--- MATERIAL FOR THIS EXERCISE ---

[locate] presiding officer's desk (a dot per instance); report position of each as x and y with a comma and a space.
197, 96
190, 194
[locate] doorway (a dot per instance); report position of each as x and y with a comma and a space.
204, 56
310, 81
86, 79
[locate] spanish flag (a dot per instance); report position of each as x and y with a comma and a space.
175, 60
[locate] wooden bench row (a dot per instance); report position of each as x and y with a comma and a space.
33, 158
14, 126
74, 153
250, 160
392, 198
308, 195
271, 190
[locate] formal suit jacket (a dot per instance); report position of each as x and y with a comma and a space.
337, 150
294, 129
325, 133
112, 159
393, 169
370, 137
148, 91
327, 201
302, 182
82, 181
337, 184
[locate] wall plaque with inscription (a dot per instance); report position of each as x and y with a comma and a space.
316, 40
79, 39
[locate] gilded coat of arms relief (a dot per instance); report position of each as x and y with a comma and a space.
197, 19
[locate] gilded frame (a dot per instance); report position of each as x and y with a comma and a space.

---

* WHAT TO WORK ON
Put every line of the listing above into a Markdown table with two columns, Row and Line, numbering the rows in order and leaving out blank lines.

* WRITTEN RESPONSE
| Row | Line |
|---|---|
| 1 | [locate] presiding officer's desk (a dot per instance); report position of each as x and y with a comma and a space. |
| 2 | 197, 96 |
| 3 | 190, 194 |
| 4 | [locate] doorway (a dot per instance); report position of each as x and y with a comma and a space. |
| 5 | 204, 56 |
| 6 | 310, 81 |
| 7 | 86, 79 |
| 8 | [locate] spanish flag (a dot per instance); report position of each as x and y with a comma and a space. |
| 9 | 175, 60 |
| 10 | [locate] wooden bench row (a dot per instance); report position of each as x and y with a comma and a space. |
| 11 | 33, 158 |
| 12 | 14, 126 |
| 13 | 74, 153 |
| 14 | 250, 160 |
| 15 | 392, 198 |
| 16 | 308, 195 |
| 17 | 271, 190 |
| 18 | [locate] formal suit jacket (a dot per instance); report position of each as x and y with a comma and a space. |
| 19 | 337, 150 |
| 20 | 294, 129 |
| 21 | 325, 133 |
| 22 | 112, 159 |
| 23 | 393, 169 |
| 24 | 370, 137 |
| 25 | 148, 91 |
| 26 | 327, 201 |
| 27 | 302, 182 |
| 28 | 82, 181 |
| 29 | 337, 184 |
| 30 | [locate] wall plaque with inscription (a dot per instance); report position of each as x and y with a comma and a space. |
| 31 | 316, 40 |
| 32 | 79, 39 |
| 33 | [locate] gilded coat of arms relief (a dot per instance); report position of each as x and y with a comma and a space. |
| 34 | 197, 19 |
| 35 | [locate] gilded frame (a dot per instance); report position of each as x and y with a comma and a space. |